Goals:
1. In the passage on copyright on the Net, write out everything from "A Brief Case-Study: Copyright" down to "was becoming it.".
2. According to the passage on copyright on the Net, what is the iconic form of the information society?

Text provided:

————————

Pit Schultz on 17 Apr 2001 15:31:09 -0000


[Date Prev] [Date Next] [Thread Prev] [Thread Next] [Date Index] [Thread Index]

[Nettime-bold] James Boyle: A Politics of Intellectual Property: Environmentalism For the Net? [2/3]


                                     IV

                 A Brief Case-Study: Copyright on The Net

If the information society has an iconic form (one could hardly say an
embodiment) it is the Internet. The Net is the anarchic, decentralised network
of computers that provides the main locus of digital interchange. While
Vice-President Gore, the Commerce Department and the National
Telecommunications and Information Administration were planning the
"information superhighway" the Net was becoming it.

Accordingly, if the government produced a proposal that laid down the ground
rules for the information economy, that profoundly altered the distribution of
property rights over this extremely important resource and that threatened to
"lock in" the power of current market leaders, one would expect a great deal of
attention to be paid by lawyers, scholars and the media. Nothing could be
further from the truth. The appearance of the Clinton Administration "White
Paper"(27) on intellectual property on the National Information Infrastructure
produced almost no press reaction. The same was true of the introduction and
eventual stalling of the White Paper's legislative proposals in both the House
and the Senate.(28) Given the potential ramifications of the legislation, this
alone, it seems to me, would be strong evidence for the proposition that
greater scrutiny of our intellectual policy making is needed. But the problem
lies deeper.

————————

Data rows:

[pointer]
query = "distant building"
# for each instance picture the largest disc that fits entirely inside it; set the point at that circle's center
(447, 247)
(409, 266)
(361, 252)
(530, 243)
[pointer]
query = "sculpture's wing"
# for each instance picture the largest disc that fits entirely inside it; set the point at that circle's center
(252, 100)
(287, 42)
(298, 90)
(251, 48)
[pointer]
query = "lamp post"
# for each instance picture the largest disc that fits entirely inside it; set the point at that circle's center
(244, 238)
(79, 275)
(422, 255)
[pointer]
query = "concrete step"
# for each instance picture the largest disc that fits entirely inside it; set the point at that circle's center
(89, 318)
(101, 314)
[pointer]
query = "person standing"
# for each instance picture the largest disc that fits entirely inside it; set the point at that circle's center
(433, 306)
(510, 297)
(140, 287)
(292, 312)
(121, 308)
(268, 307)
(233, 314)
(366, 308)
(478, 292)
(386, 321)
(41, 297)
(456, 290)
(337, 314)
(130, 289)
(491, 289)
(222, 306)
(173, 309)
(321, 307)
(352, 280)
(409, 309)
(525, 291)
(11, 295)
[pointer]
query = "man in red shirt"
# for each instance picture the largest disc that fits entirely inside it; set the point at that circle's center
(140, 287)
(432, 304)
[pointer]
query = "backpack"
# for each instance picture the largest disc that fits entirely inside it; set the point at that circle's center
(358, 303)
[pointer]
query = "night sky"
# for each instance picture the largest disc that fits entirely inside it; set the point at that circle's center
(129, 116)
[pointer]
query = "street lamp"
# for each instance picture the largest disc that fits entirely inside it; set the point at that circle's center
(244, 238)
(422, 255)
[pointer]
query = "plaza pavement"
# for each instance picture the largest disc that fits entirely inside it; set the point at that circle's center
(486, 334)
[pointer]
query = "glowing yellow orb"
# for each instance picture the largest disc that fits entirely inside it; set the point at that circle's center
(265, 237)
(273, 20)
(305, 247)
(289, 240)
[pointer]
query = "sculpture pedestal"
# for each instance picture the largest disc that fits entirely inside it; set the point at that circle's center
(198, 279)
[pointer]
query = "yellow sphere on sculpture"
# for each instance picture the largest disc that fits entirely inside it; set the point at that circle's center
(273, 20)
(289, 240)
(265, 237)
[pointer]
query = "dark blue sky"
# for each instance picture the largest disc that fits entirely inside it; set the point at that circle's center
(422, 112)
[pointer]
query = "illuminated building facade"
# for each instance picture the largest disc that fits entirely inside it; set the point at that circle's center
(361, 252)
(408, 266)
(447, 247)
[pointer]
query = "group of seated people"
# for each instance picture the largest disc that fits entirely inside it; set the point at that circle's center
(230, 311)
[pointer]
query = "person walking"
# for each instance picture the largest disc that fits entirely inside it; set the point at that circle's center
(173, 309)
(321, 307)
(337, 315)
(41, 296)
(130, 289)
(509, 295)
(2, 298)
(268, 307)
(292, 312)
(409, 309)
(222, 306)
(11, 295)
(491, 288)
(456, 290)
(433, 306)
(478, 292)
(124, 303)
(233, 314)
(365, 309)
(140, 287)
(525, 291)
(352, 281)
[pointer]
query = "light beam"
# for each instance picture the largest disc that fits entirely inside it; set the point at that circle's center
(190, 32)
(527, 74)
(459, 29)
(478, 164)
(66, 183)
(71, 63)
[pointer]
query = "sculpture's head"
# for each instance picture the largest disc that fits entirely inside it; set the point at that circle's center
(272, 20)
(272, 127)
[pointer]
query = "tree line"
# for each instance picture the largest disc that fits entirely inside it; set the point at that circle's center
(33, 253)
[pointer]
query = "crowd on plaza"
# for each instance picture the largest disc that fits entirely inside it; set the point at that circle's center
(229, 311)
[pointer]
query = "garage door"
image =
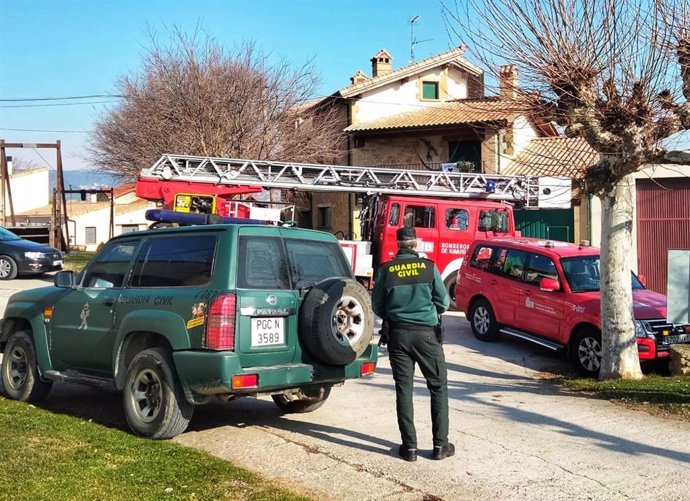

————————

Outputs in order:
1.
A Brief Case-Study: Copyright on The Net

If the information society has an iconic form (one could hardly say an
embodiment) it is the Internet. The Net is the anarchic, decentralised network
of computers that provides the main locus of digital interchange. While
Vice-President Gore, the Commerce Department and the National
Telecommunications and Information Administration were planning the
"information superhighway" the Net was becoming it.

2. The Internet.